Tarefa: Transforme todas as linhas da listagem abaixo em uma lista numerada, sem incluir as linhas em branco.

Dados do exercício:

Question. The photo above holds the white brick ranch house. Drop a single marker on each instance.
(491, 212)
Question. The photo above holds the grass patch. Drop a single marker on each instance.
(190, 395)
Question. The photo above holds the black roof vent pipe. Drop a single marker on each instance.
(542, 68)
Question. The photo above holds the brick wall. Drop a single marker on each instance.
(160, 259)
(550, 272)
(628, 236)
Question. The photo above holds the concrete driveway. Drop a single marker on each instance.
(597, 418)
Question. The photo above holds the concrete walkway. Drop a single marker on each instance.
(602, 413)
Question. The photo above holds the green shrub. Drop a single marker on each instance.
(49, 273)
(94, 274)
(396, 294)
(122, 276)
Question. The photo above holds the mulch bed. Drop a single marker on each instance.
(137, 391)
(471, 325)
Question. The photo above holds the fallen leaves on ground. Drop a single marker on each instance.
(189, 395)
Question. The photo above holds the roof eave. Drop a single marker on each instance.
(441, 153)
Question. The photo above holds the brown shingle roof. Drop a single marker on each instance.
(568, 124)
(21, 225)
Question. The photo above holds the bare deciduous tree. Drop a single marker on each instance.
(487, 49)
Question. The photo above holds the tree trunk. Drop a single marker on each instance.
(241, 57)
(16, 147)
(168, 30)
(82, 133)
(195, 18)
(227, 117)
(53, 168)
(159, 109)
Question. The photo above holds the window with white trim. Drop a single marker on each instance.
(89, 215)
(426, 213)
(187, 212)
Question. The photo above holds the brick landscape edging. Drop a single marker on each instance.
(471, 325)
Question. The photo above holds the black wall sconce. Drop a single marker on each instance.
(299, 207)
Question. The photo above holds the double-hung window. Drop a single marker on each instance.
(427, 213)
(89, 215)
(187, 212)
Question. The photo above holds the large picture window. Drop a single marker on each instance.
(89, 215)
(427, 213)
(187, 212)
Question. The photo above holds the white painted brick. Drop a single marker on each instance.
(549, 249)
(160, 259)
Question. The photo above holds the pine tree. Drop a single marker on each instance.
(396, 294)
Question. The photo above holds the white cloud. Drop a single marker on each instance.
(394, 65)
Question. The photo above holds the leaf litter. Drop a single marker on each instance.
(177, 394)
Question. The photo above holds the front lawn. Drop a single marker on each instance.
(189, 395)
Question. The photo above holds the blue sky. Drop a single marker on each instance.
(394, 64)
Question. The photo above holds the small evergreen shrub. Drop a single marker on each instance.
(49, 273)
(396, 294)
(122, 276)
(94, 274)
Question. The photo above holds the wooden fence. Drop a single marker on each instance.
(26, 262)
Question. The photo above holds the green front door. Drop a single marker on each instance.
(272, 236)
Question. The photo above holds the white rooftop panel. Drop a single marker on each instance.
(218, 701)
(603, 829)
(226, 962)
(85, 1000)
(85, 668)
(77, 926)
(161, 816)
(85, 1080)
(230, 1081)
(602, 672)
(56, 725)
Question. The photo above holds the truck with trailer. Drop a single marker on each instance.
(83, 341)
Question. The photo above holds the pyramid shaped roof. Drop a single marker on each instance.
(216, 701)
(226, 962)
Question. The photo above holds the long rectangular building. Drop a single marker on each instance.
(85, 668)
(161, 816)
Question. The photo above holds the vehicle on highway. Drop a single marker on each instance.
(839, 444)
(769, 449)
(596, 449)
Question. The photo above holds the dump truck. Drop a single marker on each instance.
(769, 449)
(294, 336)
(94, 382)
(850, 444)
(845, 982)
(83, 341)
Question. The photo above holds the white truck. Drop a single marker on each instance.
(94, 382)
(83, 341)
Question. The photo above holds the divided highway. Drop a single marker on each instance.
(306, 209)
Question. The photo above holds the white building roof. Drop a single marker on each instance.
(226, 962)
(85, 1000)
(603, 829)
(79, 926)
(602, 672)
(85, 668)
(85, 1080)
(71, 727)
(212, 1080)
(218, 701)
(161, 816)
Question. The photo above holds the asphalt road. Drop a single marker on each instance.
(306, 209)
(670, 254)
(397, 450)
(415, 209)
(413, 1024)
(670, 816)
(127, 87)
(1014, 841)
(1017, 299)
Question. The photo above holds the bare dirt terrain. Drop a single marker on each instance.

Resposta ao exercício:
1. Question. The photo above holds the white brick ranch house. Drop a single marker on each instance.
2. (491, 212)
3. Question. The photo above holds the grass patch. Drop a single marker on each instance.
4. (190, 395)
5. Question. The photo above holds the black roof vent pipe. Drop a single marker on each instance.
6. (542, 68)
7. Question. The photo above holds the brick wall. Drop a single marker on each instance.
8. (160, 259)
9. (550, 272)
10. (628, 236)
11. Question. The photo above holds the concrete driveway. Drop a single marker on each instance.
12. (597, 418)
13. Question. The photo above holds the concrete walkway. Drop a single marker on each instance.
14. (602, 413)
15. Question. The photo above holds the green shrub. Drop a single marker on each instance.
16. (49, 273)
17. (94, 274)
18. (396, 294)
19. (122, 276)
20. Question. The photo above holds the mulch bed. Drop a single marker on each instance.
21. (137, 391)
22. (471, 325)
23. Question. The photo above holds the fallen leaves on ground. Drop a single marker on each instance.
24. (189, 395)
25. Question. The photo above holds the roof eave. Drop a single marker on each instance.
26. (441, 153)
27. Question. The photo above holds the brown shingle roof. Drop a single marker on each instance.
28. (568, 124)
29. (21, 225)
30. Question. The photo above holds the bare deciduous tree. Drop a single marker on each instance.
31. (487, 49)
32. Question. The photo above holds the tree trunk. Drop a single marker on each instance.
33. (241, 57)
34. (16, 147)
35. (168, 30)
36. (82, 133)
37. (195, 18)
38. (227, 117)
39. (53, 168)
40. (159, 109)
41. Question. The photo above holds the window with white trim. Drop a single marker on each instance.
42. (89, 215)
43. (426, 213)
44. (187, 212)
45. Question. The photo above holds the brick landscape edging. Drop a single marker on each instance.
46. (471, 325)
47. Question. The photo above holds the black wall sconce. Drop a single marker on each instance.
48. (299, 207)
49. Question. The photo above holds the double-hung window. Drop a single marker on each instance.
50. (427, 213)
51. (89, 215)
52. (187, 212)
53. Question. The photo above holds the large picture window. Drop a single marker on each instance.
54. (89, 215)
55. (427, 213)
56. (187, 212)
57. Question. The photo above holds the white painted brick. Drop a single marker on each instance.
58. (549, 249)
59. (160, 259)
60. Question. The photo above holds the pine tree. Drop a single marker on each instance.
61. (396, 294)
62. Question. The photo above holds the white cloud. Drop a single marker on each instance.
63. (394, 65)
64. Question. The photo above holds the leaf litter. Drop a single marker on each instance.
65. (177, 394)
66. Question. The photo above holds the front lawn. Drop a single marker on each instance.
67. (189, 395)
68. Question. The photo above holds the blue sky. Drop a single marker on each instance.
69. (394, 64)
70. Question. The photo above holds the small evergreen shrub. Drop a single marker on each instance.
71. (49, 273)
72. (396, 294)
73. (122, 276)
74. (94, 274)
75. Question. The photo above holds the wooden fence. Drop a single marker on each instance.
76. (26, 262)
77. Question. The photo above holds the green front door. Drop a single marker on each instance.
78. (272, 236)
79. Question. The photo above holds the white rooftop panel. Drop a single marker on each instance.
80. (218, 701)
81. (603, 829)
82. (226, 962)
83. (85, 1000)
84. (85, 668)
85. (77, 926)
86. (161, 816)
87. (85, 1080)
88. (230, 1081)
89. (602, 672)
90. (56, 725)
91. Question. The photo above holds the truck with trailer. Drop a single marker on each instance.
92. (83, 341)
93. Question. The photo above holds the pyramid shaped roof. Drop a single marker on each instance.
94. (216, 701)
95. (226, 962)
96. Question. The photo above holds the long rectangular building. Drop a single marker on each instance.
97. (85, 668)
98. (161, 816)
99. Question. The photo above holds the vehicle on highway. Drop a single marker on each instance.
100. (839, 444)
101. (769, 449)
102. (596, 449)
103. Question. The photo above holds the dump truck. Drop a single marker on each instance.
104. (769, 449)
105. (294, 336)
106. (94, 382)
107. (850, 444)
108. (845, 982)
109. (83, 341)
110. Question. The photo above holds the white truck. Drop a single marker on each instance.
111. (94, 382)
112. (83, 341)
113. Question. The photo above holds the divided highway. Drop a single marker on each instance.
114. (306, 209)
115. Question. The photo above holds the white building roof. Drop a single marker on each instance.
116. (226, 962)
117. (85, 1000)
118. (603, 829)
119. (79, 926)
120. (602, 672)
121. (85, 668)
122. (85, 1080)
123. (71, 727)
124. (212, 1080)
125. (218, 701)
126. (161, 816)
127. Question. The photo above holds the asphalt road. Drop a single marker on each instance.
128. (306, 209)
129. (670, 254)
130. (397, 450)
131. (415, 209)
132. (413, 1024)
133. (670, 816)
134. (127, 87)
135. (1014, 841)
136. (1017, 299)
137. Question. The photo above holds the bare dirt terrain. Drop a single marker on each instance.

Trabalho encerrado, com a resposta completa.